(Point-based annotation data)
- - -

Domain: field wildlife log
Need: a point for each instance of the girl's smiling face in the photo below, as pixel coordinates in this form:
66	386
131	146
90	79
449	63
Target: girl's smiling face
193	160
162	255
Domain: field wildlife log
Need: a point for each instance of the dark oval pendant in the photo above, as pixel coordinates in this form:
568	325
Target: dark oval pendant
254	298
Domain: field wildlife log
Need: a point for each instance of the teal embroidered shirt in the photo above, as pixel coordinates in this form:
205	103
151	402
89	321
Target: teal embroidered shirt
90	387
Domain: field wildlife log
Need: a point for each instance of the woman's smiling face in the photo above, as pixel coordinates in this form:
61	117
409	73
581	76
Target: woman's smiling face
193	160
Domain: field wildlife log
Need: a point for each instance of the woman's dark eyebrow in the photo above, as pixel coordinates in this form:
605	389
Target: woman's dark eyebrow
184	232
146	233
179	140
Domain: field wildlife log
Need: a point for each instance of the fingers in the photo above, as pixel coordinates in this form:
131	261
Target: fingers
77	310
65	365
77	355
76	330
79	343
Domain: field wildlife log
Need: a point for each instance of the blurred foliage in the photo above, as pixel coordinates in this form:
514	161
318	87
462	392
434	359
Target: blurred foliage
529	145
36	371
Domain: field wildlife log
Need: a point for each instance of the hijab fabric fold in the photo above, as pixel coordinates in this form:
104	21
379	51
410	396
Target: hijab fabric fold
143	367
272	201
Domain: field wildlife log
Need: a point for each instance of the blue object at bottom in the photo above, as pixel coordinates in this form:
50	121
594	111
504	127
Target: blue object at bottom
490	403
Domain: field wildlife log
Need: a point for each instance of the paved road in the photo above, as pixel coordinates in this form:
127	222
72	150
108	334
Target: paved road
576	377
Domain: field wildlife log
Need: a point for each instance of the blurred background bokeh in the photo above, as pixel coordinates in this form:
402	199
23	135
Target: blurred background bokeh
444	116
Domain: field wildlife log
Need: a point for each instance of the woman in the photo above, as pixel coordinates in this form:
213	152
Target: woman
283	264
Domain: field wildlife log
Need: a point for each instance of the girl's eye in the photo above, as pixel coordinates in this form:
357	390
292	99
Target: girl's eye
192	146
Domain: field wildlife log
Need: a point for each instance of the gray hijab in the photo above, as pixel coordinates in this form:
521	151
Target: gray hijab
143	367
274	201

- - -

**Exercise brief**.
Tally the lines above that contain the string "blurred" with matching case, and give only the number.

**Complete answer**.
4